### Set of tasks
**a.** Reproduce the passage on California's right of publicity statute, everything from "Can I Use a" down to "by this use.".
**b.** Resume the article on using a person's name in a song from the point where it stops.

### Selected passage
-=-=-=-=-

Posted by Steve Vondran | Jul 06, 2021 | 0 Comments

Can I Use a Person's Name in My Song? – Right of Publicity Law

The California Statutory Right of Publicity

The Right of Publicity protects an individual's right in their name or likeness. The California State Statute, Cal. Civ. Code § 3344, extends protection to a person's name, voice, photograph, signature, and likeness. § 3344(a) of this statute states that any person that uses any of these individual rights “in products, merchandise, or goods, or for the purpose of advertising, selling, or soliciting purchases of, products, merchandise, goods or services” without the individual's consent shall be liable for damages stemming from any injury caused to the individual by this use.

“Photograph” as used in this statute also encompasses video and live television. As with most aspects of the law, the key consideration is reasonableness. If someone viewing the image or video can “reasonably determine” that the individual in the image is the one complaining of its unauthorized use, the person will be deemed to be “readily identifiable” and can sue for damages.

For the purposes of using an individual's name in a song, the most relevant subsections of this statute are §§ 3344(d) and (e). § 3344(d) states that consent of the individual is *not* required if the name is being used “in connection with any news, public affairs, or sports broadcast or account, or any political campaign . . . .” Any song that is created solely for one of those enumerated purposes likely will not require consent of the individual before use of their name under § 3344(a).

  • 3344(e) states that the fact that a person's name is being used in a commercial medium is not, by itself, enough to constitute a use that requires consent under subsection (a). It does, however, create a question for the jury of whether the use of the name is “so directly connected with the commercial sponsorship or with the paid advertising as to constitute a use for which consent is required under subdivision (a).”

-=-=-=-=-

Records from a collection

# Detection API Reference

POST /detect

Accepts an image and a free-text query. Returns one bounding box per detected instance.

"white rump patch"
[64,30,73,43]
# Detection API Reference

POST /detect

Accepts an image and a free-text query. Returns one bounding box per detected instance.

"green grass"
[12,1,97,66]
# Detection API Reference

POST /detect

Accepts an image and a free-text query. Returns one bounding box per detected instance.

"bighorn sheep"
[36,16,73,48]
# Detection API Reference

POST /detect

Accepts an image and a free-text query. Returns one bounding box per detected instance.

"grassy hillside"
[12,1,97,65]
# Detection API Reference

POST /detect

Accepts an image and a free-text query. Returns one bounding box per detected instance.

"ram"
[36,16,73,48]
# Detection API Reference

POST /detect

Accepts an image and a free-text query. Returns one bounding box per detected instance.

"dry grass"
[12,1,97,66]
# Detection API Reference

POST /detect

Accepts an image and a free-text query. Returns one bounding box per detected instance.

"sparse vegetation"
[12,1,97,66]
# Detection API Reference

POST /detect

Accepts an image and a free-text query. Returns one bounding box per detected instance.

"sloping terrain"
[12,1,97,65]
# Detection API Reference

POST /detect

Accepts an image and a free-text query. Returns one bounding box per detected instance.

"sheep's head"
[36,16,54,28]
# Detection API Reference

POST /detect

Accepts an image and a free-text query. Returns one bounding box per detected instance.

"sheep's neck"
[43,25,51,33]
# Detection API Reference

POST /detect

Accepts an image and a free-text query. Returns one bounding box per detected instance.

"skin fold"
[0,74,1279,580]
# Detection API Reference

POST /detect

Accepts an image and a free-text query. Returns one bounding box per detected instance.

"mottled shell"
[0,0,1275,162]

-=-=-=-=-

### Solved tasks
**a.**
Can I Use a Person's Name in My Song? – Right of Publicity Law

The California Statutory Right of Publicity

The Right of Publicity protects an individual's right in their name or likeness. The California State Statute, Cal. Civ. Code § 3344, extends protection to a person's name, voice, photograph, signature, and likeness. § 3344(a) of this statute states that any person that uses any of these individual rights “in products, merchandise, or goods, or for the purpose of advertising, selling, or soliciting purchases of, products, merchandise, goods or services” without the individual's consent shall be liable for damages stemming from any injury caused to the individual by this use.

**b.**
A song that is titled “Kanye West” and written by a separate artist likely would require Mr. West's consent, as that song title creates an inseparable connection between his name and likeness and the commercial value of the song. However, a single reference to Kanye West in one line of a song titled “Rapping” potentially would not constitute a use for which consent is required under subsection (a) because the use of the name is perhaps not “so directly connected” with the profitability of the song.

As you can see, this statute leaves open a lot of gray area for individual courts to interpret as they see fit. Courts typically apply a three-part test to answer the direct connection to commercial sponsorship or paid advertising question imposed by § 3344(e). Those three questions are:

  • Was there a knowing use of the plaintiff's identity?
  • Was the use for advertising purposes?
  • Was there a direct connection between the use and the commercial purpose?

Newcombe v. Adolf Coors Co., 157 F.3d 686, 692 (9th Cir. 1998).

Rights of the Deceased

Cal. Civ. Code § 3344.1 provides for protection of posthumous rights of publicity. § 3344.1(g) states that this right lasts for 70 years after an individual's death. These posthumous publicity rights are essentially the same with a few additional requirements, including mandatory registration of the claim with California's Secretary of State, under § 3344.1(f)(1).

California Common Law Right of Publicity

There is also a common-law right of publicity in the State of California, along with many other states. Courts have applied a four-part test to California's common-law right of publicity. In this test, a plaintiff must allege:

  • The defendant's use of plaintiff's identify;
  • The appropriation of plaintiff's name or likeness to defendant's advantage, commercially or otherwise;
  • Lack of Consent; and
  • Resulting injury.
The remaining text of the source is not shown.